### What you will do:
Rewrite everything in the trigonometry solution from "BC/sin(A) = AC/sin(θ)" down to "DC/sin(B) = BC/sin(D)", with "equal" in place of "congruent".

### Reading text:
=====

Answer:
d = k·sin(2θ)·sin(α)/(sin(θ)·sin(β))
Explanation:
The Law of Sines tells us that sides of a triangle are proportional to the sine of the opposite angle. This can be used along with a trig identity to demonstrate the required relation.
__
top triangle
The law of sines applied to the top triangle is ...
BC/sin(A) = AC/sin(θ)
Triangle ABC is isosceles, so the base angles at B and C are congruent. Then the angle at vertex A is ...
∠A = 180° -θ -θ = 180° -2θ
A trig identity tells us the sine of an angle is equal to the sine of its supplement. That means the sine of angle A is ...
sin(A) = sin(180° -2θ) = sin(2θ)
and our above Law of Sines equation tells us ...
BC = sin(A)/sin(θ)·AC = k·sin(2θ)/sin(θ)
__
bottom triangle
The law of sines applied to the bottom triangle is ...
DC/sin(B) = BC/sin(D)
d/sin(α) = BC/sin(β)
Multiplying by sin(α) we have ...
d = BC·sin(α)/sin(β)
__
Using our expression for BC gives the desired relation:
d = k·sin(2θ)·sin(α)/(sin(θ)·sin(β))

=====

### Input data:
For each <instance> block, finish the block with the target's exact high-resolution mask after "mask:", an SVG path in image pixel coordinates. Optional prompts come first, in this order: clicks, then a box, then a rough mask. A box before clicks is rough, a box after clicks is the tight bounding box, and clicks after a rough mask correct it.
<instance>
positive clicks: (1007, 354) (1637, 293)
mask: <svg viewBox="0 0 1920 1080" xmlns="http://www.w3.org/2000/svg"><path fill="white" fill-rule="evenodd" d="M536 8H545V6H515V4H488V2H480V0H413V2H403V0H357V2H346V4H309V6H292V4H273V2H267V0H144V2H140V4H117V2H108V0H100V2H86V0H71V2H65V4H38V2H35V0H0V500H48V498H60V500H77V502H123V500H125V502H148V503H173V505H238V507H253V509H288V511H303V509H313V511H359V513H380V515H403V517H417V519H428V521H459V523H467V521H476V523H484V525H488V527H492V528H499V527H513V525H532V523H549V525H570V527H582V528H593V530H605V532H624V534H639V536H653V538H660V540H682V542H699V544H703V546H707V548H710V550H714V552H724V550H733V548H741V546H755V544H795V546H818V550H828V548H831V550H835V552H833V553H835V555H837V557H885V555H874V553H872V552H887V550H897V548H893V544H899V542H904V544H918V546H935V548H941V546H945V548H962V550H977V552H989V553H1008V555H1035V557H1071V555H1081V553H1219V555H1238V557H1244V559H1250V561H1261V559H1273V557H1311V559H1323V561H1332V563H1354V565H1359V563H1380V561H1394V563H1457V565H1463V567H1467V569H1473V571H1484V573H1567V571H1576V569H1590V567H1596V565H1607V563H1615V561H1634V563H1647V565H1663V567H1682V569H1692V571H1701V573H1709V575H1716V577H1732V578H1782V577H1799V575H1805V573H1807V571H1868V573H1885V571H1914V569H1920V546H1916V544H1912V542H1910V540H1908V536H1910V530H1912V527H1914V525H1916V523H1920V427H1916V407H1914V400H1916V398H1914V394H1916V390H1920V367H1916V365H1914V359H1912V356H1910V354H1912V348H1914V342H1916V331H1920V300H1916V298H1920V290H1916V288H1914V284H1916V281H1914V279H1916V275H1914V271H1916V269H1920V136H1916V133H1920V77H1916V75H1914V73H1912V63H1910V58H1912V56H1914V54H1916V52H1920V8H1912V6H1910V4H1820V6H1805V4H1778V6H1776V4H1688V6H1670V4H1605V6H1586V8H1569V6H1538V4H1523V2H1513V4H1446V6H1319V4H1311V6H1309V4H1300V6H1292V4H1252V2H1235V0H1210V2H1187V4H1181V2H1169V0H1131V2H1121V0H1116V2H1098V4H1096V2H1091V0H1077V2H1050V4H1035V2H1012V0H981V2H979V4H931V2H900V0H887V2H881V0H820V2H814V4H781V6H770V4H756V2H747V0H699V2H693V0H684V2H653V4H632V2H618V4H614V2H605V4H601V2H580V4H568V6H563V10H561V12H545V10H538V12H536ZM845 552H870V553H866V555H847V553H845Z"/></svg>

=====

### Answer for this exercise:
BC/sin(A) = AC/sin(θ)
Triangle ABC is isosceles, so the base angles at B and C are equal. Then the angle at vertex A is ...
∠A = 180° -θ -θ = 180° -2θ
A trig identity tells us the sine of an angle is equal to the sine of its supplement. That means the sine of angle A is ...
sin(A) = sin(180° -2θ) = sin(2θ)
and our above Law of Sines equation tells us ...
BC = sin(A)/sin(θ)·AC = k·sin(2θ)/sin(θ)
__
bottom triangle
The law of sines applied to the bottom triangle is ...
DC/sin(B) = BC/sin(D)